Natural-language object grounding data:
============

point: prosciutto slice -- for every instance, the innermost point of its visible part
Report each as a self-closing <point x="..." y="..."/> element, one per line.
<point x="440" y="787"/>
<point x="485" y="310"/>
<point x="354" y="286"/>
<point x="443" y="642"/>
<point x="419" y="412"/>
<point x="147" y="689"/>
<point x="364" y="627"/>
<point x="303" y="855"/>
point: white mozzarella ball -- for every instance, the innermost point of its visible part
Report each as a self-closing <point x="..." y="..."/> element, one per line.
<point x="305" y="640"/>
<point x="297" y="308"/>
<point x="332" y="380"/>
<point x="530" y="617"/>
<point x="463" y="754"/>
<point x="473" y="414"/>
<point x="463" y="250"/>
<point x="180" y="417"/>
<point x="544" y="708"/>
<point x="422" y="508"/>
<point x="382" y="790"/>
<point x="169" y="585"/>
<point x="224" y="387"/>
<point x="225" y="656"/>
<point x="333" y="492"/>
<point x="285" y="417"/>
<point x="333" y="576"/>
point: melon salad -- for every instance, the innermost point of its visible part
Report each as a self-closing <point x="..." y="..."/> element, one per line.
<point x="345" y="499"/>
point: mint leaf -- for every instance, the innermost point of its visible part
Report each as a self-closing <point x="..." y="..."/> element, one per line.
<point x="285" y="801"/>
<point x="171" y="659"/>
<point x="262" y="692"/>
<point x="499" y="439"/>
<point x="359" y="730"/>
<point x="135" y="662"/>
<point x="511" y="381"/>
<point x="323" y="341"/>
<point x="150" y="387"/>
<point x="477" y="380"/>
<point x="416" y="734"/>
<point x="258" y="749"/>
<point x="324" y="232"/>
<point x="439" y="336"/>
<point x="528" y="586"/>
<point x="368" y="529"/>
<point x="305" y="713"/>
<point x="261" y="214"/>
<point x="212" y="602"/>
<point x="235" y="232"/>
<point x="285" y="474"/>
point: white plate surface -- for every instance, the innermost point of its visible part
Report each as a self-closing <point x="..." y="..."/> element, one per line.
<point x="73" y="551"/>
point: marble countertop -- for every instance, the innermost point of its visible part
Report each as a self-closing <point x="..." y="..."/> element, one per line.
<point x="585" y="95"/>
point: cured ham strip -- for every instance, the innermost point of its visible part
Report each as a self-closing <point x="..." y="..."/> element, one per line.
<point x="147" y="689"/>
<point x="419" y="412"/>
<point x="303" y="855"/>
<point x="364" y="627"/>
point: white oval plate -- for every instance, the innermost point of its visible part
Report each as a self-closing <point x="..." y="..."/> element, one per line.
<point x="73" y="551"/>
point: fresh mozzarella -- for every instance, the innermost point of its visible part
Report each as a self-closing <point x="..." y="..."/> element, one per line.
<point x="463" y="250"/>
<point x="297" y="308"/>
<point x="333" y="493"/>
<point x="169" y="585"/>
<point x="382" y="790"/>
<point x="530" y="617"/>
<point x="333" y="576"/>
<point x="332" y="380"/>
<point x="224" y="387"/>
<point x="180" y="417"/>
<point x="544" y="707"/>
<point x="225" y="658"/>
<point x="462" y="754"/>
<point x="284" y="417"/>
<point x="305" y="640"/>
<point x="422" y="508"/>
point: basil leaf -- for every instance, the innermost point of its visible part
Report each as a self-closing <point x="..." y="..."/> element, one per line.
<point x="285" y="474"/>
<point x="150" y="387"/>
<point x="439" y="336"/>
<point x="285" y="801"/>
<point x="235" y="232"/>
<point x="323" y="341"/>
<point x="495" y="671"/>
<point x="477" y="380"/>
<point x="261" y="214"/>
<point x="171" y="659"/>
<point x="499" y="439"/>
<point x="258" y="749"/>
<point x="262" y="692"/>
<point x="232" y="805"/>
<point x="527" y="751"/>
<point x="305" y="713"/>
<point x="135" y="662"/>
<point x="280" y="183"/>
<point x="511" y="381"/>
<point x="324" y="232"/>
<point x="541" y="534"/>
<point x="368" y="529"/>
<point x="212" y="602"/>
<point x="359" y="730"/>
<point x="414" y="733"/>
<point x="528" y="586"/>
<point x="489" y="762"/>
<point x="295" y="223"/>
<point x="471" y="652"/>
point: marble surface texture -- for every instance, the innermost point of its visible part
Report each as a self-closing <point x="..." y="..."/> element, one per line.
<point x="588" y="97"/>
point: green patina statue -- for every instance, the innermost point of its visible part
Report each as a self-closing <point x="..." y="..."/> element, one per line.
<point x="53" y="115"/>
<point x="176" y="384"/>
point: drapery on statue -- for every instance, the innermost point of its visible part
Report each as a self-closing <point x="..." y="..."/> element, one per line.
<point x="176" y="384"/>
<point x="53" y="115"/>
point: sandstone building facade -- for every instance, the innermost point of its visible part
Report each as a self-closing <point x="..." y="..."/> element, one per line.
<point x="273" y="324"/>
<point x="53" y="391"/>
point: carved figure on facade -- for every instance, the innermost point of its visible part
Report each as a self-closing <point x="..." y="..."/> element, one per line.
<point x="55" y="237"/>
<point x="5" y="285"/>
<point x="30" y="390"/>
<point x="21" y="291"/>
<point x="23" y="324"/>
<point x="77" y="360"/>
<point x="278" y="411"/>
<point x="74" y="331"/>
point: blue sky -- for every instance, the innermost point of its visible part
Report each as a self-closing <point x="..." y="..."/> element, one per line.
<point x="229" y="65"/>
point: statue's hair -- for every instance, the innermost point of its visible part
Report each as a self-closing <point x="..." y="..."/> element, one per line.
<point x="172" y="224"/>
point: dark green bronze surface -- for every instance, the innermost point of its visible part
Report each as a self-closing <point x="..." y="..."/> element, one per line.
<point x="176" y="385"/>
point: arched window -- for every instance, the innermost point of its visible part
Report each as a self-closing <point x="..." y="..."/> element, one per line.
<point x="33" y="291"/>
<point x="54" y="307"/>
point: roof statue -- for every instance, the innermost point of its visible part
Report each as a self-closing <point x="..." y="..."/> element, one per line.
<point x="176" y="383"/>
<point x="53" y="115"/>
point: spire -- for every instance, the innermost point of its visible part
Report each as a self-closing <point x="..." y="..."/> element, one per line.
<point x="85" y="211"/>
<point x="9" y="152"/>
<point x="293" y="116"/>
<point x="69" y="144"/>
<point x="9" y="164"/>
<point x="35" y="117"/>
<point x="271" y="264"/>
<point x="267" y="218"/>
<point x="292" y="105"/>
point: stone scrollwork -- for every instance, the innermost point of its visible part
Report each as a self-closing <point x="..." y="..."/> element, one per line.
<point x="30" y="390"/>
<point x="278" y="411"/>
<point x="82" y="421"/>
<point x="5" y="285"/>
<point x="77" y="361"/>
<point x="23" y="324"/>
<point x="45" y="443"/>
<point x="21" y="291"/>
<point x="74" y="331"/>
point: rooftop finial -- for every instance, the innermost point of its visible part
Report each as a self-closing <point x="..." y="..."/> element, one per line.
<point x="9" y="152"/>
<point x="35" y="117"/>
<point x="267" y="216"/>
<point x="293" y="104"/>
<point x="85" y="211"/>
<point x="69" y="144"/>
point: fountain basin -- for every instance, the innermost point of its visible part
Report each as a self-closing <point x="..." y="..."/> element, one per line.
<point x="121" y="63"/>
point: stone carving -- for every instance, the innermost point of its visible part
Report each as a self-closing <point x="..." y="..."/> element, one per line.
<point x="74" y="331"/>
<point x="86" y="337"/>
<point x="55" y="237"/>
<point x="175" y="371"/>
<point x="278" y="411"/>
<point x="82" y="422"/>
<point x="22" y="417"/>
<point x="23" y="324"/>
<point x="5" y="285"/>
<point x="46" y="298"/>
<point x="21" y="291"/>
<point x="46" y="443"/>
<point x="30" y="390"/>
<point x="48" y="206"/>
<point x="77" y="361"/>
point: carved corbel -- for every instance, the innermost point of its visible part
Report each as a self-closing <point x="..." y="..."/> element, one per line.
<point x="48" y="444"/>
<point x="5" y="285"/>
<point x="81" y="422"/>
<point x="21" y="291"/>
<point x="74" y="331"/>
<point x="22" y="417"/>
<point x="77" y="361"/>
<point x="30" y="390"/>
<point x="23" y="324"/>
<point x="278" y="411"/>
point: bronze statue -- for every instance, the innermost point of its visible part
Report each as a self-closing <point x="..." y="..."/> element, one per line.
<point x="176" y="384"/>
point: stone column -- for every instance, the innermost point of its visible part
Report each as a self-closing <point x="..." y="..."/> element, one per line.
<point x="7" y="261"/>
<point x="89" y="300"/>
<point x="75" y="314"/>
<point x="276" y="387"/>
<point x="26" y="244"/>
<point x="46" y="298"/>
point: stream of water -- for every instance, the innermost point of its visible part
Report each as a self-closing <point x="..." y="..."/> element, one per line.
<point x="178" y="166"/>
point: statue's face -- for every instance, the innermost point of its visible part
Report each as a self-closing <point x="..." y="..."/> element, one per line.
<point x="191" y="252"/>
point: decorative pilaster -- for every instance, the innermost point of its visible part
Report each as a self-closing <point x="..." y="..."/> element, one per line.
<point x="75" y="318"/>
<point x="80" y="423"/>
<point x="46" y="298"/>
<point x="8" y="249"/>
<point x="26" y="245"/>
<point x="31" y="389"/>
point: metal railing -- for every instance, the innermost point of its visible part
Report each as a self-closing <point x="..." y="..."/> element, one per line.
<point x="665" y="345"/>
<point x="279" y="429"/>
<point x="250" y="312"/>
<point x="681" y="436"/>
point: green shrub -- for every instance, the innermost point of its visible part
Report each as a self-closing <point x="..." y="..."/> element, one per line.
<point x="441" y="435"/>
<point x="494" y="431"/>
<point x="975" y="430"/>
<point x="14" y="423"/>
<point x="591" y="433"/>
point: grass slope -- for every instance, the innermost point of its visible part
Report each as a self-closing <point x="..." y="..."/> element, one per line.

============

→ Task:
All that is needed is the opening run of the data, given again exactly: please include every line from the first through the line with "point: mint leaf", both ends kept.

→ Problem solution:
point: prosciutto slice -- for every instance, the innermost point of its visible part
Report each as a self-closing <point x="..." y="..."/> element, one per line.
<point x="440" y="787"/>
<point x="485" y="310"/>
<point x="354" y="286"/>
<point x="443" y="642"/>
<point x="419" y="412"/>
<point x="147" y="689"/>
<point x="364" y="627"/>
<point x="303" y="855"/>
point: white mozzarella ball -- for every instance, the innermost point of its visible part
Report each as a self-closing <point x="..." y="..."/> element, one per line.
<point x="305" y="640"/>
<point x="297" y="308"/>
<point x="332" y="380"/>
<point x="530" y="617"/>
<point x="463" y="754"/>
<point x="473" y="414"/>
<point x="463" y="250"/>
<point x="180" y="417"/>
<point x="544" y="708"/>
<point x="422" y="508"/>
<point x="382" y="790"/>
<point x="169" y="585"/>
<point x="224" y="387"/>
<point x="225" y="656"/>
<point x="333" y="492"/>
<point x="285" y="417"/>
<point x="333" y="576"/>
point: melon salad -- for every instance, the innermost point of its visible part
Report each as a self-closing <point x="..." y="..."/> element, one per line.
<point x="345" y="499"/>
point: mint leaf -- for every instance, the innermost point of its visible part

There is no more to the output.